[Stored data entries]
────────────────

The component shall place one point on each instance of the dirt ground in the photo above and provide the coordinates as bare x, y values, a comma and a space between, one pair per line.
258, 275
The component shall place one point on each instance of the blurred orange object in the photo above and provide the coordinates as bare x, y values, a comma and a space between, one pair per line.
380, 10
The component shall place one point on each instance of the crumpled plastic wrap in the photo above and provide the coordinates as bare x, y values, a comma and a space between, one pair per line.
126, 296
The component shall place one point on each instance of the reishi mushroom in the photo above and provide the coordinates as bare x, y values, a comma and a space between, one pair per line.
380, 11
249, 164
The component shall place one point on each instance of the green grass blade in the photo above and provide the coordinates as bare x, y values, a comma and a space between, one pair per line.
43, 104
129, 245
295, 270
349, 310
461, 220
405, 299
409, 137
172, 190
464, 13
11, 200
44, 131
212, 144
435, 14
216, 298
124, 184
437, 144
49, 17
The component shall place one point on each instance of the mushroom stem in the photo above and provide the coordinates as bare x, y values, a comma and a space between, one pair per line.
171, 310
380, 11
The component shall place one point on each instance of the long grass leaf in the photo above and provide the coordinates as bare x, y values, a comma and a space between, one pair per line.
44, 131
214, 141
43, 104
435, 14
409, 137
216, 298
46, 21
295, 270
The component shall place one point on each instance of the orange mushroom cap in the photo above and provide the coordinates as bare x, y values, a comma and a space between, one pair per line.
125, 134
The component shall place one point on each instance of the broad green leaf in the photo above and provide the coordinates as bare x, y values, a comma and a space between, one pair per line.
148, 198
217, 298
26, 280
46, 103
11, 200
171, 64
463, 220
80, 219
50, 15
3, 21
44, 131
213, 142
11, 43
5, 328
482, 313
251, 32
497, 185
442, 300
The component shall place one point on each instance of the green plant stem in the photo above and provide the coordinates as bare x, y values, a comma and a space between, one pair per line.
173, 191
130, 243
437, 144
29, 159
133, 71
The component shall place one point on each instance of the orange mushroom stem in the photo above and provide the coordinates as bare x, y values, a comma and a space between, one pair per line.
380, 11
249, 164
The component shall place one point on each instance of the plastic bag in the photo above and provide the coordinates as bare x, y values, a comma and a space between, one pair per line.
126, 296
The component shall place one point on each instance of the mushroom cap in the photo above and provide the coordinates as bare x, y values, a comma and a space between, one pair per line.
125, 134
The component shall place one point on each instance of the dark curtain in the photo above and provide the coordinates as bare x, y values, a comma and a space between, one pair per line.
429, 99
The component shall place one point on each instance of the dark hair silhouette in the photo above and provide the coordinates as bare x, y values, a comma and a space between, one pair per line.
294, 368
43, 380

────────────────

### Exercise description
The line containing "of the plastic" begins the span, and the last line of the records above ends it. Return that span exactly, and nothing outside it.

### Response to the task
The component shall place one point on each instance of the plastic bag in the photo above and provide the coordinates as bare x, y values, a comma and a space between, one pair per line.
126, 296
The component shall place one point on each instance of the mushroom cap in the photo above and provide the coordinates as bare x, y values, a comma and a space between, one pair per line.
125, 134
The component shall place one point on each instance of the dark curtain in the photo above and provide the coordinates as bare x, y values, a comma and a space between, one pair per line.
429, 99
The component shall place one point on each instance of the dark hair silhouette in the photo above and provide the coordinates as bare x, y values, a comma and a space between, one pair per line.
294, 368
43, 380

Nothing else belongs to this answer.